RECORDS TO PROCESS START

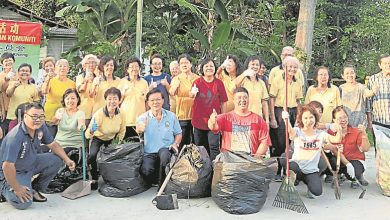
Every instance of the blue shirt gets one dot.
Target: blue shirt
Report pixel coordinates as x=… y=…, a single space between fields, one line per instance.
x=160 y=86
x=159 y=134
x=19 y=148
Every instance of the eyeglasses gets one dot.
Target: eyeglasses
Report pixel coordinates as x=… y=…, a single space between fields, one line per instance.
x=37 y=117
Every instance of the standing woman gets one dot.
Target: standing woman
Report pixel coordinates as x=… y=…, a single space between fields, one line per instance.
x=20 y=91
x=134 y=90
x=84 y=85
x=252 y=81
x=228 y=72
x=106 y=124
x=181 y=87
x=324 y=92
x=353 y=97
x=54 y=88
x=107 y=80
x=70 y=120
x=210 y=96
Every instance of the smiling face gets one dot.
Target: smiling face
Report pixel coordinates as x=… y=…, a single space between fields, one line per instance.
x=71 y=101
x=349 y=75
x=241 y=101
x=209 y=69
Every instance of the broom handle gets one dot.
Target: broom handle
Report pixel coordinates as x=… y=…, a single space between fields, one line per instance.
x=286 y=125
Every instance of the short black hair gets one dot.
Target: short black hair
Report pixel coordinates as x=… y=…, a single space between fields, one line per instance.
x=6 y=55
x=204 y=62
x=66 y=93
x=113 y=91
x=24 y=65
x=153 y=91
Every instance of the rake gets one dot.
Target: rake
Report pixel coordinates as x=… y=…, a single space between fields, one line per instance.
x=287 y=196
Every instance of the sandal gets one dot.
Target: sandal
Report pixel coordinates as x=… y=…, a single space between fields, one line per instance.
x=38 y=197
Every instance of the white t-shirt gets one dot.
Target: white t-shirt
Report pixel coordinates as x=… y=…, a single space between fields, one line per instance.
x=307 y=150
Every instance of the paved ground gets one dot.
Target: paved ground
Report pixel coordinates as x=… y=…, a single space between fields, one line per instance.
x=373 y=206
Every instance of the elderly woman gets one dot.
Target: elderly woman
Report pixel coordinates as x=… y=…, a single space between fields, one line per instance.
x=210 y=96
x=252 y=81
x=107 y=123
x=355 y=143
x=54 y=88
x=84 y=85
x=107 y=80
x=70 y=121
x=20 y=91
x=134 y=90
x=324 y=92
x=228 y=72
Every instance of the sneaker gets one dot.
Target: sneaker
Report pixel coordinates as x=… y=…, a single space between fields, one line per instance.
x=278 y=178
x=328 y=179
x=310 y=195
x=363 y=181
x=354 y=184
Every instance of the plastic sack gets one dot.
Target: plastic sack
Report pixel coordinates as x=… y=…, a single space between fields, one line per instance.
x=119 y=167
x=65 y=177
x=240 y=183
x=191 y=176
x=382 y=137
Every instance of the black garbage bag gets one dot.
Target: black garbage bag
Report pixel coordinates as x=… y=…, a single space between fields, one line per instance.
x=119 y=167
x=65 y=177
x=192 y=174
x=240 y=183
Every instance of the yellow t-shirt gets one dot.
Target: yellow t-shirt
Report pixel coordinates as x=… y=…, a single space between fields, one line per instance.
x=56 y=89
x=230 y=85
x=99 y=101
x=86 y=102
x=278 y=91
x=329 y=99
x=22 y=94
x=257 y=93
x=277 y=74
x=133 y=104
x=107 y=127
x=183 y=101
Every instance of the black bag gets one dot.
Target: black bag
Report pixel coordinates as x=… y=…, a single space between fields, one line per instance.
x=240 y=183
x=191 y=177
x=65 y=177
x=119 y=167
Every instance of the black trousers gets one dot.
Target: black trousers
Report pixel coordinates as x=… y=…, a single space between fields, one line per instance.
x=209 y=140
x=153 y=166
x=187 y=132
x=96 y=143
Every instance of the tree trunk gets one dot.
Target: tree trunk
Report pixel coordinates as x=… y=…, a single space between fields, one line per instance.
x=304 y=36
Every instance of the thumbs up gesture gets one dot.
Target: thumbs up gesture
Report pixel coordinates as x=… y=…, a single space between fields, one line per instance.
x=164 y=81
x=194 y=90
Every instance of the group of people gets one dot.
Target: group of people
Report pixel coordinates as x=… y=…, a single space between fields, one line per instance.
x=242 y=104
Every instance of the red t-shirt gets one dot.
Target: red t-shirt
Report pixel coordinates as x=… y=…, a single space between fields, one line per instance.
x=210 y=96
x=351 y=143
x=242 y=133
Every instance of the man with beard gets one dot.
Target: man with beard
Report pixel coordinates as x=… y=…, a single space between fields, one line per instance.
x=242 y=130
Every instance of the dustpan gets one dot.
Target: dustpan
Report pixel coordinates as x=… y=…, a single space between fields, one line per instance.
x=82 y=187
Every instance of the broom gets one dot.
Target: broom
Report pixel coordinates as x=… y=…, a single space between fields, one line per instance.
x=287 y=196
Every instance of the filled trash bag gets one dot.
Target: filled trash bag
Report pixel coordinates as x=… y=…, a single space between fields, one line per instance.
x=240 y=183
x=192 y=173
x=119 y=167
x=382 y=137
x=65 y=177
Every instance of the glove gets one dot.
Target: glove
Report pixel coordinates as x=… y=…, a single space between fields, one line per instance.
x=194 y=90
x=350 y=170
x=94 y=126
x=285 y=115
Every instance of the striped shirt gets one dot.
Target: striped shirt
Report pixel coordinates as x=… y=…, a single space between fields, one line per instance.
x=379 y=104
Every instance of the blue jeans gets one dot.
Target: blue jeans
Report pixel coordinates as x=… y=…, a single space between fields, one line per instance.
x=46 y=165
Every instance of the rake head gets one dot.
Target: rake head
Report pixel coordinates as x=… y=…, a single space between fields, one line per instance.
x=288 y=198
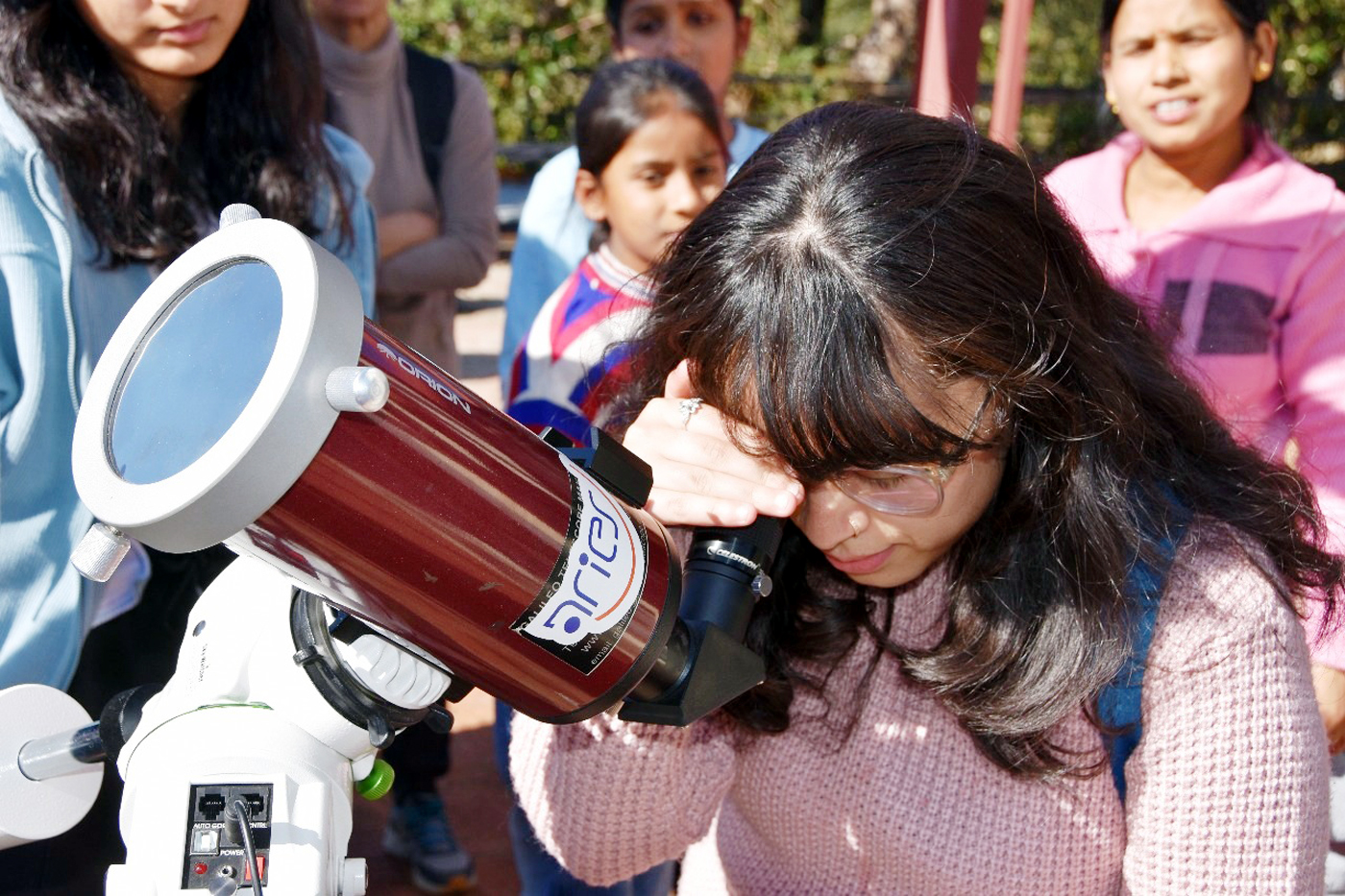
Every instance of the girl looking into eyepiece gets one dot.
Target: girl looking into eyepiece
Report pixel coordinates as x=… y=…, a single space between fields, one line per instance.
x=1009 y=519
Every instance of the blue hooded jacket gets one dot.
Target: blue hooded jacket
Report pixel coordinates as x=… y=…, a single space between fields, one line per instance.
x=58 y=308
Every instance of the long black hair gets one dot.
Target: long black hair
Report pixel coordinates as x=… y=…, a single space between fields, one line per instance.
x=867 y=255
x=251 y=132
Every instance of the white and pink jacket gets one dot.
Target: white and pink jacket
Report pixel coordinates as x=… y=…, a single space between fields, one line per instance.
x=1250 y=288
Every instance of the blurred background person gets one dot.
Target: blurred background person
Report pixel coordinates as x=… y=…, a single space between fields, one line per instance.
x=651 y=157
x=710 y=37
x=125 y=128
x=1236 y=251
x=428 y=127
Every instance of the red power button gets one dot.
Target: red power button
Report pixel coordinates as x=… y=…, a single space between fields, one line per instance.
x=261 y=868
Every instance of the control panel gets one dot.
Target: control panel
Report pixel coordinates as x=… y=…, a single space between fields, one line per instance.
x=214 y=846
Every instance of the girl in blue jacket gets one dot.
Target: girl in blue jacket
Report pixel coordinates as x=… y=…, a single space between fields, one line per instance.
x=125 y=127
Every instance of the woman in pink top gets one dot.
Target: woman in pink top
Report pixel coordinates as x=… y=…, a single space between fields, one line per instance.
x=1236 y=251
x=898 y=342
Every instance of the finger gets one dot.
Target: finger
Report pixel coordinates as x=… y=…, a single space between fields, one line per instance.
x=686 y=509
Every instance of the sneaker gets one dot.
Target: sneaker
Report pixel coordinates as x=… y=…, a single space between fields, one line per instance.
x=419 y=833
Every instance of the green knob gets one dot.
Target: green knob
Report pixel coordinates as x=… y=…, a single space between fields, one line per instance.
x=379 y=782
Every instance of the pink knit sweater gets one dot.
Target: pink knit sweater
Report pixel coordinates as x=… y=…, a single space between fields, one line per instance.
x=1227 y=790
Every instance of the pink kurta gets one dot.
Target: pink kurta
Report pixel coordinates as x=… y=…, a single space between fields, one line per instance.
x=1250 y=288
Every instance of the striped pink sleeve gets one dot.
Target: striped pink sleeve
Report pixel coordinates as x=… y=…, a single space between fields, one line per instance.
x=1311 y=351
x=611 y=799
x=1227 y=790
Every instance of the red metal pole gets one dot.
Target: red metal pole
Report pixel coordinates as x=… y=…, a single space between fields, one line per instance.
x=950 y=49
x=1011 y=67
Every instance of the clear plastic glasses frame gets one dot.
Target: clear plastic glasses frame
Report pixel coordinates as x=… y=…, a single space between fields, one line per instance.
x=905 y=490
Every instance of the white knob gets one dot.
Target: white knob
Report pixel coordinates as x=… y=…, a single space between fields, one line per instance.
x=362 y=389
x=237 y=213
x=354 y=878
x=100 y=552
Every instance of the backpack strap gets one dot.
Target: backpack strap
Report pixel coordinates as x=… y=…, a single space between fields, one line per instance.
x=430 y=81
x=1119 y=702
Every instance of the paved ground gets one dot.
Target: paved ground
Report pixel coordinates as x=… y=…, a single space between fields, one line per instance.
x=474 y=792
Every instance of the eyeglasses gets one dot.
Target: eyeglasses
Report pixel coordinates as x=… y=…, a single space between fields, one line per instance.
x=910 y=492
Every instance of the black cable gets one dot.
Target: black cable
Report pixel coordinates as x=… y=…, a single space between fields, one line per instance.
x=239 y=809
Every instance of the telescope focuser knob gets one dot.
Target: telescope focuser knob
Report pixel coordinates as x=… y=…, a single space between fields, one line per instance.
x=237 y=213
x=360 y=389
x=100 y=552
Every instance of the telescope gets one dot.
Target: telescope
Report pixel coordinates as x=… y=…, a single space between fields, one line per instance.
x=400 y=544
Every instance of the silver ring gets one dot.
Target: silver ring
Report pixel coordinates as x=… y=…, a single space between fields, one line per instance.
x=686 y=408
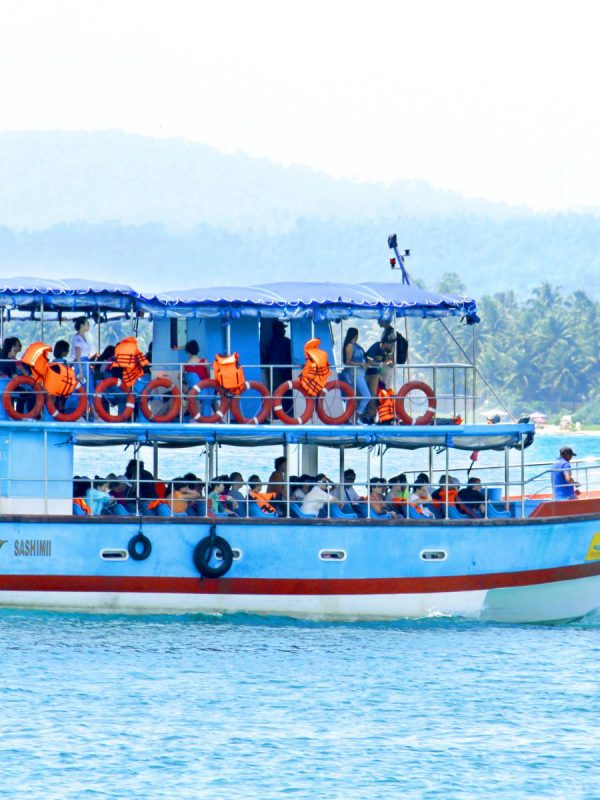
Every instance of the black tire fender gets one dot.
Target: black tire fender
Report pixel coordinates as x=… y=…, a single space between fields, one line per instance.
x=204 y=550
x=133 y=548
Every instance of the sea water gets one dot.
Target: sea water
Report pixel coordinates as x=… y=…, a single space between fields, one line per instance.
x=118 y=707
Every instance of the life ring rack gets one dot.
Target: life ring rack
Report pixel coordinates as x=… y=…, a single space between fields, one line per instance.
x=14 y=384
x=401 y=412
x=106 y=416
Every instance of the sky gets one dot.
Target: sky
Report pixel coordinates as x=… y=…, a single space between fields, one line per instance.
x=489 y=99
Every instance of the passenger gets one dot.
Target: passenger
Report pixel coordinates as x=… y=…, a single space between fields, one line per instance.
x=389 y=335
x=81 y=349
x=447 y=491
x=182 y=494
x=317 y=500
x=97 y=496
x=9 y=366
x=420 y=499
x=236 y=484
x=277 y=485
x=355 y=362
x=278 y=356
x=196 y=368
x=81 y=484
x=103 y=365
x=303 y=486
x=397 y=496
x=61 y=351
x=376 y=499
x=471 y=500
x=262 y=499
x=564 y=486
x=347 y=493
x=378 y=355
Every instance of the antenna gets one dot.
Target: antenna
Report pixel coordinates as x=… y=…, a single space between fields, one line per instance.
x=398 y=262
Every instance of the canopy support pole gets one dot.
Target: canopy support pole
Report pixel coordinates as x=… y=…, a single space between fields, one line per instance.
x=506 y=476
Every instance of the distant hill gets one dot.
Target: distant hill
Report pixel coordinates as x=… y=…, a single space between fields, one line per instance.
x=169 y=214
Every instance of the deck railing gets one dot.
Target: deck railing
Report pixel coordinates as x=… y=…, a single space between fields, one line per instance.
x=449 y=399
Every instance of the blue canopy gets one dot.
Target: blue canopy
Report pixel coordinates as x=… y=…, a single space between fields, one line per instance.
x=70 y=294
x=320 y=301
x=459 y=437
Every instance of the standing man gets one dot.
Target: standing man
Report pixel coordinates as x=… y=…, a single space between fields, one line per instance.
x=564 y=486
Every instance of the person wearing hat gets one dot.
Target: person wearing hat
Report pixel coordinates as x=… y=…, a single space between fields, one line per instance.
x=564 y=486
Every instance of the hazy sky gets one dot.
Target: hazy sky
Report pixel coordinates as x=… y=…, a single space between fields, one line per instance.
x=491 y=99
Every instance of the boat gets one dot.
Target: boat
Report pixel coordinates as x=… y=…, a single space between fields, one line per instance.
x=529 y=558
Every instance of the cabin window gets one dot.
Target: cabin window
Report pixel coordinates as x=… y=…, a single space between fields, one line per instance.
x=433 y=555
x=332 y=555
x=114 y=554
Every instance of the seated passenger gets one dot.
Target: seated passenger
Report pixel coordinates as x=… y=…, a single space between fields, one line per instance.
x=195 y=368
x=181 y=494
x=262 y=499
x=376 y=499
x=471 y=500
x=318 y=498
x=347 y=493
x=81 y=484
x=420 y=498
x=278 y=484
x=447 y=491
x=303 y=486
x=397 y=496
x=9 y=366
x=97 y=496
x=235 y=491
x=61 y=351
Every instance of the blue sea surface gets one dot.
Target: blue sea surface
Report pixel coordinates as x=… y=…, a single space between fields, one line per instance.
x=124 y=707
x=244 y=707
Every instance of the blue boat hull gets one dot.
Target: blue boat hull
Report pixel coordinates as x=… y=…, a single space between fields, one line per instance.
x=532 y=570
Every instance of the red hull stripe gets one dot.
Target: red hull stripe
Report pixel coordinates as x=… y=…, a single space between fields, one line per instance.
x=291 y=586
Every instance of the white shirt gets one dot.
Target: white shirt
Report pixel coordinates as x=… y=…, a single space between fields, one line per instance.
x=347 y=494
x=314 y=501
x=82 y=343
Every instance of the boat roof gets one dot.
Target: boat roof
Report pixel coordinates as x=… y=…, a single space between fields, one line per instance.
x=320 y=301
x=459 y=437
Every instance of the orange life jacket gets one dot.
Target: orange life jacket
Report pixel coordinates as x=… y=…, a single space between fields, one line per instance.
x=36 y=358
x=386 y=405
x=228 y=373
x=316 y=369
x=440 y=502
x=262 y=499
x=130 y=359
x=155 y=504
x=79 y=501
x=60 y=380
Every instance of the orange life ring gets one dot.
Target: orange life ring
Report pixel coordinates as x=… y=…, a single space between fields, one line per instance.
x=401 y=412
x=265 y=407
x=173 y=390
x=219 y=415
x=345 y=390
x=109 y=383
x=71 y=416
x=11 y=386
x=278 y=408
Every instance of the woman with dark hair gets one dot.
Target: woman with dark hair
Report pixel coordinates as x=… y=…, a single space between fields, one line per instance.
x=82 y=350
x=355 y=363
x=195 y=367
x=8 y=356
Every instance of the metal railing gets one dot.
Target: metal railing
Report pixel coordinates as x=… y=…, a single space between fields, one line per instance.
x=451 y=386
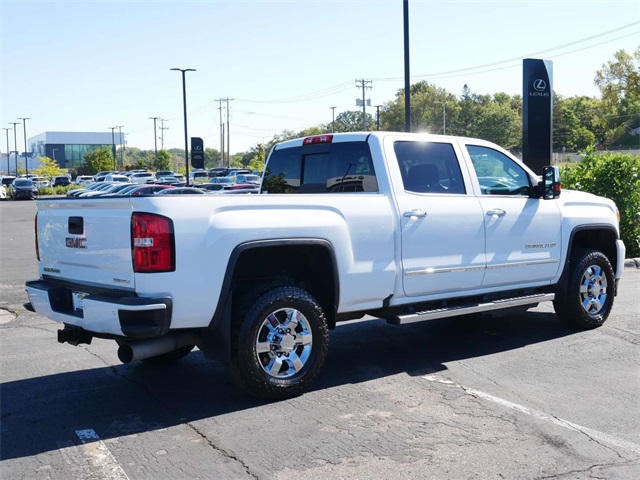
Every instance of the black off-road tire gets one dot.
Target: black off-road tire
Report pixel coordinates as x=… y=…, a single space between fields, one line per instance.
x=590 y=291
x=264 y=334
x=170 y=357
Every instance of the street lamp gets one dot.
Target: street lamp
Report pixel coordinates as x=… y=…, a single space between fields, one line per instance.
x=8 y=151
x=120 y=127
x=26 y=151
x=113 y=145
x=155 y=137
x=184 y=101
x=15 y=143
x=444 y=118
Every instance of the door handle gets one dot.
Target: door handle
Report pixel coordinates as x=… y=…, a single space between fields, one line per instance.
x=496 y=212
x=415 y=213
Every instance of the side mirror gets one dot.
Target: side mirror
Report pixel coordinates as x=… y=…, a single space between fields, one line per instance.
x=551 y=183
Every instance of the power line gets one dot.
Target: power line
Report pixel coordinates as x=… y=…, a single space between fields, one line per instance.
x=447 y=74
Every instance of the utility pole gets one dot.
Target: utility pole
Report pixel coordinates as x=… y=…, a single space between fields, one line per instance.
x=162 y=129
x=120 y=127
x=364 y=84
x=8 y=150
x=155 y=137
x=15 y=143
x=26 y=150
x=333 y=119
x=220 y=100
x=407 y=77
x=228 y=133
x=378 y=117
x=113 y=146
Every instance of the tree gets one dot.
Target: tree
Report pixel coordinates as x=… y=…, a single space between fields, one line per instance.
x=48 y=168
x=619 y=84
x=98 y=160
x=164 y=161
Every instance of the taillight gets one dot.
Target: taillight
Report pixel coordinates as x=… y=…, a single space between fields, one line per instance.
x=152 y=243
x=317 y=139
x=35 y=226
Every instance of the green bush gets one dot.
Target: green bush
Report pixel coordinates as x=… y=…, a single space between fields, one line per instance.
x=615 y=176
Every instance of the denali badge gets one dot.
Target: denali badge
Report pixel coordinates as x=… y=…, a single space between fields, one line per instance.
x=75 y=242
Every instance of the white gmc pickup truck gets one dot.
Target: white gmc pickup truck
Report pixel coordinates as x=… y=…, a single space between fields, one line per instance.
x=404 y=227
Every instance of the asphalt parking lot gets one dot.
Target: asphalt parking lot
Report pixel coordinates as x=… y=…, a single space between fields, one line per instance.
x=516 y=397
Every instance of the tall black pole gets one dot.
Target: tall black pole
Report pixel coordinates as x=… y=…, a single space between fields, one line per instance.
x=155 y=137
x=184 y=102
x=113 y=146
x=8 y=151
x=15 y=143
x=407 y=78
x=26 y=151
x=120 y=127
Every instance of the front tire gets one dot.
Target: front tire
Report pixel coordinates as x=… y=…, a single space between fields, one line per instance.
x=282 y=342
x=590 y=291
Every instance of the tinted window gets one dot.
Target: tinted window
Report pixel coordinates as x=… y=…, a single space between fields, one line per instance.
x=324 y=168
x=428 y=167
x=497 y=173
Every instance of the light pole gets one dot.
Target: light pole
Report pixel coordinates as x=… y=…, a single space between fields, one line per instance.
x=113 y=146
x=120 y=127
x=155 y=137
x=184 y=102
x=26 y=151
x=444 y=118
x=15 y=143
x=8 y=150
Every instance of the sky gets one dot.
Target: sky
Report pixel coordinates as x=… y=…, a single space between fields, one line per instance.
x=73 y=65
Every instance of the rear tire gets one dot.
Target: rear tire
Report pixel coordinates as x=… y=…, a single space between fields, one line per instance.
x=281 y=343
x=590 y=291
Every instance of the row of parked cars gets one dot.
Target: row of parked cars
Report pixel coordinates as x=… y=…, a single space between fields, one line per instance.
x=138 y=182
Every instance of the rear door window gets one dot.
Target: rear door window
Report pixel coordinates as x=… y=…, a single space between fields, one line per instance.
x=321 y=168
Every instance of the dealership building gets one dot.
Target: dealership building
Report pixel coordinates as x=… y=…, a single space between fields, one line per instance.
x=69 y=148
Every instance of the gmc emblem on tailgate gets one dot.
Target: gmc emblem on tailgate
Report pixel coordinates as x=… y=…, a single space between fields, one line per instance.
x=71 y=242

RECORDS TO PROCESS END

EXERCISE REQUIREMENTS:
The response must hold only the lines above from the line with "Every instance of the glove gets one dot." through the line with "Every instance of the striped shirt", each copied exactly, both ends kept.

TASK RESULT:
Every instance of the glove gets one dot.
Target: glove
Report pixel coordinates as x=… y=…, a single space between fields, one line per instance.
x=194 y=90
x=350 y=170
x=94 y=126
x=285 y=115
Every instance of the striped shirt gets one dot.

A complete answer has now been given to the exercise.